Reproduce each of the following lines in full, offsetting every coordinate in the answers by 26, and leave the pictures out.

== Given records ==

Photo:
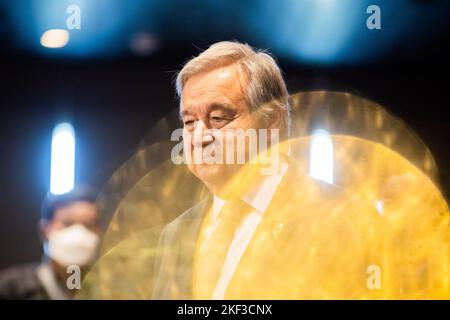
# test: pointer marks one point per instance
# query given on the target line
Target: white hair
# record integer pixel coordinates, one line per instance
(265, 89)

===

The output
Photo:
# test: pointer marks one point per instance
# query given on the target line
Target: white hair
# record integer pixel coordinates, one line per instance
(291, 115)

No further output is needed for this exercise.